» TASK REQUIREMENTS: Among the lines of the records, find all that carry the word "query" and copy them.

» Saved entries:
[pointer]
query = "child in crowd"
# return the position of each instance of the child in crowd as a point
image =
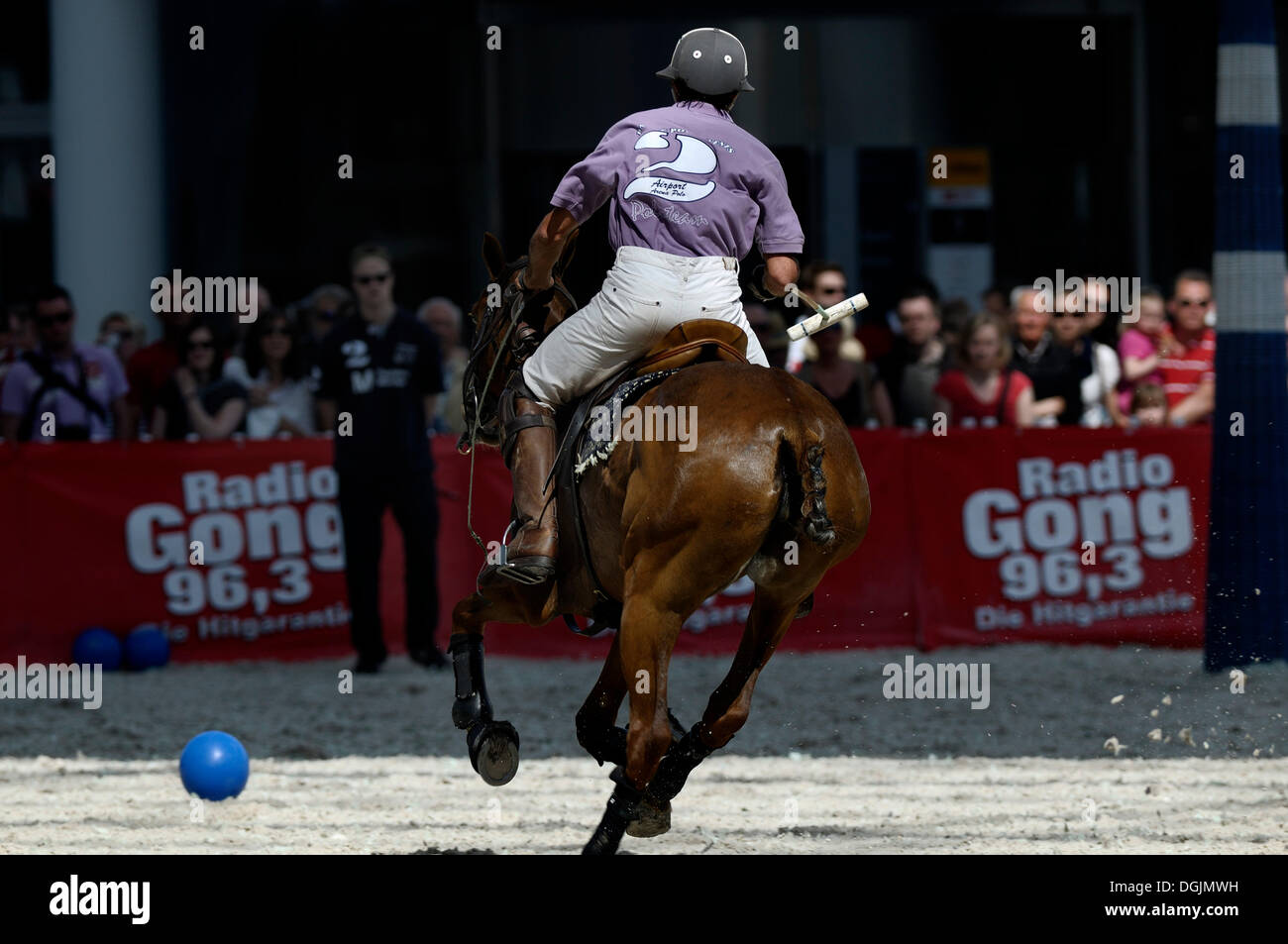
(1142, 346)
(1149, 406)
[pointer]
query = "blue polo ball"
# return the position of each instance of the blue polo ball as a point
(95, 646)
(214, 765)
(147, 648)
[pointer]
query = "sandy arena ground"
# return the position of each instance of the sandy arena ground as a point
(824, 765)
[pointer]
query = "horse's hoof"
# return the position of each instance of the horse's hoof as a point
(653, 819)
(493, 751)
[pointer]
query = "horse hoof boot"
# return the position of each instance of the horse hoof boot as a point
(653, 819)
(493, 751)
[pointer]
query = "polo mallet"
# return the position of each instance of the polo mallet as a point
(823, 317)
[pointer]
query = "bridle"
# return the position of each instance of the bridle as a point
(509, 310)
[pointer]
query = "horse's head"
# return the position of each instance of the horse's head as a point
(507, 326)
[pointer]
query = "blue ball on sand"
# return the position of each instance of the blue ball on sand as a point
(147, 648)
(214, 765)
(95, 646)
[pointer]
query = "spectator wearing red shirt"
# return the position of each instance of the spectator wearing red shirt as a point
(987, 387)
(151, 367)
(1188, 359)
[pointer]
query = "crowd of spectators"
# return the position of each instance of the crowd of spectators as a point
(206, 377)
(1021, 360)
(925, 361)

» OUTPUT FOR THIS EXERCISE:
query = "child in crowd"
query = "blue polo ball"
query = "sandy arena ground"
query = "horse's hoof"
query = "horse hoof boot"
query = "polo mallet"
query = "bridle"
query = "horse's head"
query = "blue ball on sand"
query = "spectator wearing red shirt"
query = "crowd of spectators"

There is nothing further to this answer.